* **STATED EXERCISE**: Pick out every line in the items below that contains the word "floor", and copy each one.

* **DATASET RECORDS**:
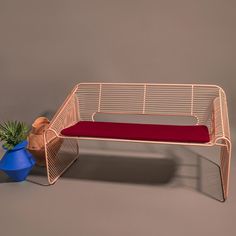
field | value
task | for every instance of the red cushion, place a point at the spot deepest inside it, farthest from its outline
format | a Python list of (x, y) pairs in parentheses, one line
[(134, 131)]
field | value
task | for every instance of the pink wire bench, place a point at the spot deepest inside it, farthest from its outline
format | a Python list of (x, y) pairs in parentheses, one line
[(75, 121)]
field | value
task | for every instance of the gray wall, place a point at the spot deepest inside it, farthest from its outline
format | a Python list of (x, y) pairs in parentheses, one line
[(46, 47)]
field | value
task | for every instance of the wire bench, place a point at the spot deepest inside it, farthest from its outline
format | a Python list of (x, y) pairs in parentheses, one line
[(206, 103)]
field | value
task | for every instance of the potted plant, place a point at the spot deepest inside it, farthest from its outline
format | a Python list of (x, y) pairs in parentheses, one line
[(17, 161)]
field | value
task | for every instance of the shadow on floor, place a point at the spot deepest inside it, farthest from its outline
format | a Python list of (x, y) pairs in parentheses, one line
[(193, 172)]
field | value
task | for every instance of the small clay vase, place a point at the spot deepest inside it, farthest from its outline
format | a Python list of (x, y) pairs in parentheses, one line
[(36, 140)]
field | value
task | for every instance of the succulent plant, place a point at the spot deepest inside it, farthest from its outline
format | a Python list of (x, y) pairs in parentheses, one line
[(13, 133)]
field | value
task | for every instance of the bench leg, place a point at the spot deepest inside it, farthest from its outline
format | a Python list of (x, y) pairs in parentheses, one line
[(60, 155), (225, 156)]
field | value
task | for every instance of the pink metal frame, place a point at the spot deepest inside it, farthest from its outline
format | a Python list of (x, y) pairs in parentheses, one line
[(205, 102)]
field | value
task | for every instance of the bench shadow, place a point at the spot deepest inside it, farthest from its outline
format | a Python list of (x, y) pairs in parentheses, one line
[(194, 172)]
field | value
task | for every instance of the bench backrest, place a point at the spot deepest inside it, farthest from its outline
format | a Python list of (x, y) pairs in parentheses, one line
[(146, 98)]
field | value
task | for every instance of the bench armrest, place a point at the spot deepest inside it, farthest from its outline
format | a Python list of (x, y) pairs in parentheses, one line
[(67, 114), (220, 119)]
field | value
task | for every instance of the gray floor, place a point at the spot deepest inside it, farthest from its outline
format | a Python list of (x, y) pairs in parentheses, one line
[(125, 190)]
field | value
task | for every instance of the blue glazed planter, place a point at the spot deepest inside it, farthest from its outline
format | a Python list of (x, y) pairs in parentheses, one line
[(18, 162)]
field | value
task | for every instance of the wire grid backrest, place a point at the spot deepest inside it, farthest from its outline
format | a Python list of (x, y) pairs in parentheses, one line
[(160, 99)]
...
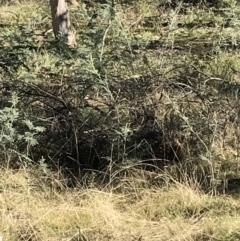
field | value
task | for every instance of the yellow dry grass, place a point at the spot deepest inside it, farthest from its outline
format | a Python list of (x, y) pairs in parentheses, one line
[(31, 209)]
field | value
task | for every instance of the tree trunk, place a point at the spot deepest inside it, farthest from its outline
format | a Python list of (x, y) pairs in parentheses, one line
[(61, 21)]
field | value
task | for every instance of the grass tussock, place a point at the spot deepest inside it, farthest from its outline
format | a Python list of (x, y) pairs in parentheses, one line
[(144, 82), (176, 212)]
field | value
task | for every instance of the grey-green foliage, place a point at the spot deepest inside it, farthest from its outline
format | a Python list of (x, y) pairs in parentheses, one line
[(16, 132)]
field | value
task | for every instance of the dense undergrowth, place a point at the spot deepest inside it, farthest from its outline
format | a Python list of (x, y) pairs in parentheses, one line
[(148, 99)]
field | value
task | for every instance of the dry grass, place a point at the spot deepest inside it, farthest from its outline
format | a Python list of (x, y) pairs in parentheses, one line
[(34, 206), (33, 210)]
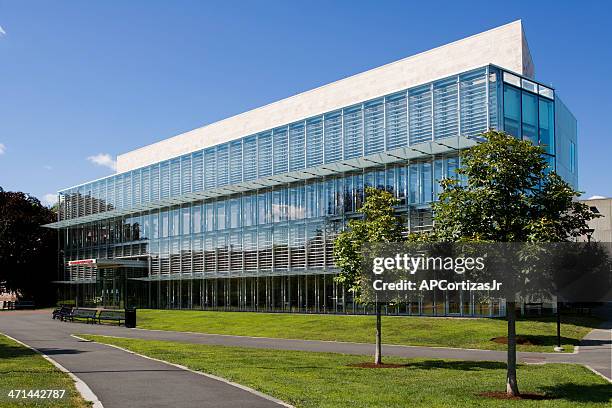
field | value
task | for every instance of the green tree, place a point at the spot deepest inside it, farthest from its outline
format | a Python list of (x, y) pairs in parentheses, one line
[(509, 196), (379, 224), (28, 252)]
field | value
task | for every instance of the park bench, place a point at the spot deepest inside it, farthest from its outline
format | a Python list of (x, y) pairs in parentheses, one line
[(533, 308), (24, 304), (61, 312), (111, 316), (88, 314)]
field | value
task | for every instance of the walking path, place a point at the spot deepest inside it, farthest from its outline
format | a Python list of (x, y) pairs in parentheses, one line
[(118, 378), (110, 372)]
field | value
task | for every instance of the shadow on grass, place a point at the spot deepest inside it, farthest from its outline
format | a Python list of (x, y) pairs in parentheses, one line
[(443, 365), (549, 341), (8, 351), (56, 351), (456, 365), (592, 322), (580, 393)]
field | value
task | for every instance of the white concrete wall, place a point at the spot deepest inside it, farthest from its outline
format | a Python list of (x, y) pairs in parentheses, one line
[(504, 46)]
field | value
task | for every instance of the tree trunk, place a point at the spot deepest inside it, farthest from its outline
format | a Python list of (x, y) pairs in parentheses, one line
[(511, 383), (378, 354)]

* **TASK OUTPUT**:
task | for every instance of the shadow on floor, place a point at the spot deepest inside it, farthest from its outline
task | for every instance of the gray floor, place a point at the spot deepest inside it, farthest from its outline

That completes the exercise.